[What to do] Each record is to be printed again precisely as it reads.
------------------------------------------------
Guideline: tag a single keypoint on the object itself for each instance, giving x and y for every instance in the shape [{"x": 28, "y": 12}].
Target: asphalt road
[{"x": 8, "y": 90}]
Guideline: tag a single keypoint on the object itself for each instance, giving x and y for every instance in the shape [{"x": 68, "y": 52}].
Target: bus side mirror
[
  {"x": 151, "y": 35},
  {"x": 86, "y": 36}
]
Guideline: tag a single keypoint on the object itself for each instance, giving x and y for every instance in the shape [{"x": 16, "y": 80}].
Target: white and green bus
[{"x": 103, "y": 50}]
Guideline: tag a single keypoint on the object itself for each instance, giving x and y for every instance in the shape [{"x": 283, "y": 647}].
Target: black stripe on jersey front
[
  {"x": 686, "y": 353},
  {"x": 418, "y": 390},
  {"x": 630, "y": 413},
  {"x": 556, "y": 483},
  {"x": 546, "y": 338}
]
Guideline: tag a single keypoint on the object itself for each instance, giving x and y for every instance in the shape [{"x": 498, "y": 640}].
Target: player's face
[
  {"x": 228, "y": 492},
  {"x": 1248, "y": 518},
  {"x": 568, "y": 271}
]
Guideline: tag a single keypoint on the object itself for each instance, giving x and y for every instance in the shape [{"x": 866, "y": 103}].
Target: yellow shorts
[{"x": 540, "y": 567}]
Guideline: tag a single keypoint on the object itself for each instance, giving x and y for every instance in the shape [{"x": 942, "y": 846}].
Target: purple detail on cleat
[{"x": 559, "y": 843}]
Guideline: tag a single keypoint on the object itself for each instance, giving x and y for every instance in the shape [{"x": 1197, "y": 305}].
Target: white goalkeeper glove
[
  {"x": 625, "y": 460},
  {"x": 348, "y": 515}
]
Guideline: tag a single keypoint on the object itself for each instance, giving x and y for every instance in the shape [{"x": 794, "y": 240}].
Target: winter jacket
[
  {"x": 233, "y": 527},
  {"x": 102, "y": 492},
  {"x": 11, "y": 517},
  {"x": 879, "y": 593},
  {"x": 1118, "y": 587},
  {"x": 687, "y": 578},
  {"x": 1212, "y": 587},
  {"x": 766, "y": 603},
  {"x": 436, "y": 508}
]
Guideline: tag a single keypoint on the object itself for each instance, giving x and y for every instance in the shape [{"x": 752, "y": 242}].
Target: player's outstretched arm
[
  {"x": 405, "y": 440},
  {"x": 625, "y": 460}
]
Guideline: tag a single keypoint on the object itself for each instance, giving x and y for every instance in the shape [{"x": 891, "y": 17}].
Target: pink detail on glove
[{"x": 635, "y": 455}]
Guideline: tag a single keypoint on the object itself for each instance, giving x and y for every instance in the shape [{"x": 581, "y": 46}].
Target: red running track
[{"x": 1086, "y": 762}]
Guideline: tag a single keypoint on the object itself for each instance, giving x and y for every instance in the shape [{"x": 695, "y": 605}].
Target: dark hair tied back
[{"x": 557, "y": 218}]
------------------------------------------------
[Written answer]
Guideline: tag a single keypoint on the object itself for each instance, giving x and y for every instance in the shape [{"x": 28, "y": 12}].
Target: asphalt road
[{"x": 8, "y": 90}]
Guideline: tag a single keypoint on the object itself for each instance, giving x and y for every instance in the shape [{"x": 68, "y": 52}].
Target: bus side mirror
[
  {"x": 151, "y": 35},
  {"x": 86, "y": 36}
]
Guideline: tag a single keypoint on the object itself for each instance, giving x and y for every instance in the shape [{"x": 16, "y": 80}].
Target: white and green bus
[{"x": 103, "y": 50}]
Guideline: tag a single keypoint on the object itself for each instance, giving x and y for every instance in the shape [{"x": 283, "y": 647}].
Target: black stripe on jersey front
[
  {"x": 686, "y": 353},
  {"x": 418, "y": 390},
  {"x": 630, "y": 413},
  {"x": 556, "y": 483},
  {"x": 546, "y": 338}
]
Guideline: tag a single keypoint on the object itself for each instance, giving x and y for every instance in the shape [{"x": 498, "y": 640}].
Target: player's face
[
  {"x": 228, "y": 492},
  {"x": 1248, "y": 518},
  {"x": 568, "y": 271}
]
Guideline: tag a single keypoint on the object itself for each instance, giving x and y for every instance in the shape [{"x": 866, "y": 103}].
Target: yellow shorts
[{"x": 540, "y": 567}]
Guideline: tag a single keypoint on the object itself for each instance, giving x and y for every instance in the shape [{"x": 942, "y": 846}].
Target: purple detail on cleat
[{"x": 559, "y": 843}]
Guideline: tag a single keypoint on the object itself for each instance, giving x and y for every instance in the shape [{"x": 1197, "y": 305}].
Target: white goalkeeper glove
[
  {"x": 625, "y": 460},
  {"x": 348, "y": 515}
]
Guideline: tag a single keypoint on the object itself for each instance, giving x and y for every instance in the shape [{"x": 794, "y": 240}].
Target: winter jacket
[
  {"x": 233, "y": 527},
  {"x": 102, "y": 492},
  {"x": 11, "y": 517},
  {"x": 879, "y": 593},
  {"x": 1118, "y": 587},
  {"x": 687, "y": 578},
  {"x": 1212, "y": 587},
  {"x": 766, "y": 603},
  {"x": 436, "y": 508}
]
Guideline: tag a single keypoint on the object itself for each instance, giving x and y for every instance in the shape [{"x": 752, "y": 242}].
Target: player's outstretched arm
[
  {"x": 405, "y": 440},
  {"x": 625, "y": 460}
]
Guideline: tag a single keypoint on the object itself for each instance, giving x and y for every instance in the shape [{"x": 891, "y": 17}].
Target: pink detail on glove
[{"x": 635, "y": 455}]
Guideline: tag a single keypoint on the object itself for each instance, giving x and y for every instance in the shape [{"x": 581, "y": 46}].
Target: red running track
[{"x": 1086, "y": 762}]
Guideline: tag a single keypoint on the object itself for each instance, giving x and y for every instance in the shape [{"x": 695, "y": 605}].
Target: dark hair tied back
[{"x": 557, "y": 218}]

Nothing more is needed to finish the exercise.